___ Supplied text ___
BMW Run Flat Tires Test
John Goreham's picture

We put BMW run-flat tires to the test and give them a thumbs-down

Run-Flat tires are standard on most BMWs. Why we think you should avoid them, and a selection of other opinions on the subject.

We recently had an unplanned opportunity to put run flat tires to the test. Our impromptu test vehicle was a 2013 BMW X3 xDrive 28i crossover. During a Sunday trip to a park we had a puncture that gave us the chance to see how a run flat preforms while driving deflated, as well as explore the repair/replacement options and see how they might compare to other road hazard management options like a full size spare or temporary spare. We learned quite a bit from the experience and hope you find this information helpful if you’re considering a vehicle with run-flat tires.

We first noticed the flat when we re-entered the vehicle because the car told us the front left tire was low via the information screen. A system like this is now government-mandated on all modern cars. Hoping it was just low, and not completely flat, we looked at it closely and could see it was definitely flat. Moving the car slowly with the window down resulted in the crunchy sound of a flat tire and the feeling was noticeably wiggly and sloppy. The sound was so much of a concern we opted to call BMW via the car’s SOS button. After reading, re-reading, and then re-reading the VIN about 6 times to the BMW representative after they already knew us from our name and model number, not to mention the account we called from (frustrating), the person at the other end told us to ignore the sounds and feelings and drive it under 50 miles, and under 50 miles per hour, to wherever we wanted to go. She said as long as we didn’t smell burning rubber not to worry. Off we went.

Run flat tires work by using a much more robust sidewall construction. The stiffer sidewall is able to support the uninflated tire temporarily. However, driving on the tire without air pressure destroys it. In their marketing, makers of run flats try to compare older tire technology to their new, lower-profile tires with the stiffened sidewalls, and claim some safety benefits. We are skeptical. Blow-outs and complete tire failures on new, lower-profile, modern tires (not run-flats) are extremely rare.
___
### Set problem 1
Repeat the passage of the BMW run-flat tire article starting with "Run-Flat tires are" and going on through "with run-flat tires.".
### Set problem 2
Answer these questions from the BMW run-flat tire article:
(a) What vehicle served as the test vehicle?
(b) Which tire went flat?
(c) What construction feature lets a run-flat tire support itself without air?
### Set problem 3
Take the BMW run-flat tire article further, continuing from its last sentence.
The listing that comes next is separate material, unrelated to the BMW run-flat tire article.
___ Dataset excerpt ___
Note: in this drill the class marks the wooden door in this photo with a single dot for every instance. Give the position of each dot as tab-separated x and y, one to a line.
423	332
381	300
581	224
___
### Exercise response 1
Run-Flat tires are standard on most BMWs. Why we think you should avoid them, and a selection of other opinions on the subject.

We recently had an unplanned opportunity to put run flat tires to the test. Our impromptu test vehicle was a 2013 BMW X3 xDrive 28i crossover. During a Sunday trip to a park we had a puncture that gave us the chance to see how a run flat preforms while driving deflated, as well as explore the repair/replacement options and see how they might compare to other road hazard management options like a full size spare or temporary spare. We learned quite a bit from the experience and hope you find this information helpful if you’re considering a vehicle with run-flat tires.

### Exercise response 2
(a) A 2013 BMW X3 xDrive 28i crossover.
(b) The front left tire.
(c) A much more robust, stiffer sidewall.

### Exercise response 3
Update - Read What J.D. Power and Associates found out about Run Flat Customer Satisfaction and replacement frequency - Added March 27, 2015

My passenger input a Nav course home (14 miles) that did not use freeways. The excellent BMW Nav system made this pretty easy to do, although we did have to wait a few minutes while it would only display a warning message about the tire. As we drove, my passenger also called the BMW dealership the car is serviced at. To its credit the dealership did answer, but since it was Sunday, they could not help us in any way. Take note of that. Next, my passenger looked up the local tire place she services her Honda Fit. It was also closed. We looked for a third place along our route home, also closed. Our plan became, “let’s get it home and then deal with the issue Monday morning.”

Driving BMW On a Run-Flat Tire
The feel while driving the BMW X3 xDrive 28i crossover with the deflated run-flat was just what one might expect. Sloppy, pulling to the side of the flat, and pretty apparent something major was up. It would be very hard to ignore this even if the dash wasn’t constantly telling us about the issue. We looked in the owner’s manual, which is the size of three Korans, and in the section under flat tires, it had a note about the 50/50 miles driving, and that was pretty much it. I mainly wanted to know if I should try to re-inflate the tire. I figured that would help, but I wanted to also make sure it would not cause a rupture of the sidewall. I saw a gas station with an air hose and pulled in. I checked the pressure and it was “0.” I pumped it up to 45 psi. Driving off the car felt dramatically better, but still slightly odd. 4 miles later we were again flat. I found a second station with a lousy air hose and put in about 20 psi. Again it felt better than flat.

The sounds of the car on the flat were the most alarming. It sounds like rubber crunching and is pretty loud. I ignored it. Keeping our speed steady and slow (about the 30 to 35 MPH speed limit) we got the car home OK.

Dealing With the Run-Flat Repair
The BMW dealer was much farther away than the local tire chains, so a local place became our repair plan. Travelling to the BMW dealer would have taken us close to our limit of 50 miles and it was also out of the way for our Monday work plans. Calling around we found that a local Town Fair Tire chain only 6 miles away had the ability to replace our Pirelli Cinturato P7 245/50/18 run flat. Here is the first point we wish to make. This was a puncture from a nail in the middle of the tread. If we had a spare we could have easily put on the spare, driven home and then to a tire place to have the puncture repaired properly (inside patch/plug, tire-off method). That would have either been free, or done for a nominal fee of less than $50. Instead, we are now looking at replacing a tire.

Town Fair and also Tire Rack, which we looked at as a reference, had pretty much the same price for the rubber. The tire itself costs about $350. Let’s stop here for a moment. We compared a best seller, non-run-flat Michelin of the exact same size and specs, and it cost only $200. So the run flat, in addition to requiring a replacement instead of repair, is also dramatically more expensive. Remember too that the closest tire place we tried does not handle run-flats at all.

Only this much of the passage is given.